** start of Exercise input **

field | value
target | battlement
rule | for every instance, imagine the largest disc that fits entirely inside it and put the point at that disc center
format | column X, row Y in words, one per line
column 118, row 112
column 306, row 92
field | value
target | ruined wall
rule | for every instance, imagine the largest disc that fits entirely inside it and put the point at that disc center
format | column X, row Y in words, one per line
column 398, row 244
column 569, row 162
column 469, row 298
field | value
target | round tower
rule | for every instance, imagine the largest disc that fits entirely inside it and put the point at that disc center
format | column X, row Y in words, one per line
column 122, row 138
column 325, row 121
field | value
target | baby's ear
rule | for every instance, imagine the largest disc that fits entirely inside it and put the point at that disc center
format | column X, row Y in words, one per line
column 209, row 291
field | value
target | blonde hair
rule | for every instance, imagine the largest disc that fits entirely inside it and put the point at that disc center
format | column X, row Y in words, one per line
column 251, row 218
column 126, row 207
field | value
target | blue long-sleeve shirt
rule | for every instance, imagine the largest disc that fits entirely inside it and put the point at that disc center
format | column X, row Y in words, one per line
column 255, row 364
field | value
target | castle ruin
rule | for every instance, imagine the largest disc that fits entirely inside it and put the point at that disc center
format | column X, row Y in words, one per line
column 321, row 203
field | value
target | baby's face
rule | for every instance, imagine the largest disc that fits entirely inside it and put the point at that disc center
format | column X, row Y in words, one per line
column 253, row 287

** end of Exercise input **

## Goal of the exercise:
Write out the listing above, keeping every line the same, from its start down through the line containing "column 469, row 298", with both ends included.

## Correct response:
field | value
target | battlement
rule | for every instance, imagine the largest disc that fits entirely inside it and put the point at that disc center
format | column X, row Y in words, one per line
column 118, row 112
column 306, row 92
field | value
target | ruined wall
rule | for every instance, imagine the largest disc that fits entirely inside it and put the point at that disc center
format | column X, row Y in words, one per line
column 398, row 244
column 569, row 162
column 469, row 298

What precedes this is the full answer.